WORK TO BE COMPLETED: Rewrite the listing from the line containing "Where can you spot the front" through the end, replacing "car window" with "vehicle window" and leaving everything else unchanged.

start

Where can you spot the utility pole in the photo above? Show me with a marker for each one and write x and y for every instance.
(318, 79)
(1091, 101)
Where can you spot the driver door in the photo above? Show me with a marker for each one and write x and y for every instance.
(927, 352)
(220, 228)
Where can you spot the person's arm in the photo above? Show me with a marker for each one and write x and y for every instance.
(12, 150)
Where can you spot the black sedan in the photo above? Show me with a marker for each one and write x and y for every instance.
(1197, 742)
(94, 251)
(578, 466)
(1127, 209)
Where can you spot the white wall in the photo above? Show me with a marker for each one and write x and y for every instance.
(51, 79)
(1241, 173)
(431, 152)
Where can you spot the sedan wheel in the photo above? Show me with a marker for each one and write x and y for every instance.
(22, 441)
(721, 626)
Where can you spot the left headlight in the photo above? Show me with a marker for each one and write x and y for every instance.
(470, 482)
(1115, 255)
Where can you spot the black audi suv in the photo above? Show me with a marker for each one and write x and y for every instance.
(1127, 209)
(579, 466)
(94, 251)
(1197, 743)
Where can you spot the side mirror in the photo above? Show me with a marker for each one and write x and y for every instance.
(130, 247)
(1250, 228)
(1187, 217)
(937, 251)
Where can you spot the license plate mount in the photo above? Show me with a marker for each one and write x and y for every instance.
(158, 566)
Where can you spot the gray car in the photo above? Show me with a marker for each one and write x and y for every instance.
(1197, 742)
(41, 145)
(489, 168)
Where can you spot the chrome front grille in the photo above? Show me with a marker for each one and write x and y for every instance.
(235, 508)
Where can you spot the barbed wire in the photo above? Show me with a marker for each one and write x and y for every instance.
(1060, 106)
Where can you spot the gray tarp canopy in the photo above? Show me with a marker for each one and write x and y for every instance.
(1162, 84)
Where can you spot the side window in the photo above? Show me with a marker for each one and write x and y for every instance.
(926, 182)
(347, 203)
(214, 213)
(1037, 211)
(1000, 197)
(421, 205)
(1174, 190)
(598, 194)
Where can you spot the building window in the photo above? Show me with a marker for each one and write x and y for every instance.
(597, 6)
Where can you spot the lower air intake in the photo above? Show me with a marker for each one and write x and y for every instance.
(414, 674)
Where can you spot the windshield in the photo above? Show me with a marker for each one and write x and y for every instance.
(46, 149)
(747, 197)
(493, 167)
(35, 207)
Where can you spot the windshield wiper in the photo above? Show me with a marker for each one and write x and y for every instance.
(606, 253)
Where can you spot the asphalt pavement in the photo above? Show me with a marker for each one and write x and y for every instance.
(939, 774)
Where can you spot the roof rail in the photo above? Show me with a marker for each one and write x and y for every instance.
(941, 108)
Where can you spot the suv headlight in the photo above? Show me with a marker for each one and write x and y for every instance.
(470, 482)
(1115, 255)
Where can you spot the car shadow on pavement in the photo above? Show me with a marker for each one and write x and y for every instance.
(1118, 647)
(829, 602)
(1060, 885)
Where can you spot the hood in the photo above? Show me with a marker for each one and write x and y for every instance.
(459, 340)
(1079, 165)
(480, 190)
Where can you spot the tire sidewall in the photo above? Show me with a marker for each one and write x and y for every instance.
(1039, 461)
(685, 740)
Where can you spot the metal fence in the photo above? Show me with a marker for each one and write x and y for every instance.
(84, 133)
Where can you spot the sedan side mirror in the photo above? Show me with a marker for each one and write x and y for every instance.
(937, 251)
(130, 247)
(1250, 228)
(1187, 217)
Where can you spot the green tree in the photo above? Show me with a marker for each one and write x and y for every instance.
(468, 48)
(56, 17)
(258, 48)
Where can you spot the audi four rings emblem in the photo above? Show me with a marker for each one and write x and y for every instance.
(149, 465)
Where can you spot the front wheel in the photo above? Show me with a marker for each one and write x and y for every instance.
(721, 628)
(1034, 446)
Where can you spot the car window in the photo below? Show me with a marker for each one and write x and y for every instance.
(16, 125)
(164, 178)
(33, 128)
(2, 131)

end

THE SOLUTION:
Where can you spot the front wheel in the photo above? Show me with a marker for each one and write x and y for every instance.
(721, 628)
(1034, 446)
Where can you spot the vehicle window in the photo below? Show me with a marker for each one and write x and y for every instance.
(16, 125)
(164, 178)
(33, 128)
(2, 131)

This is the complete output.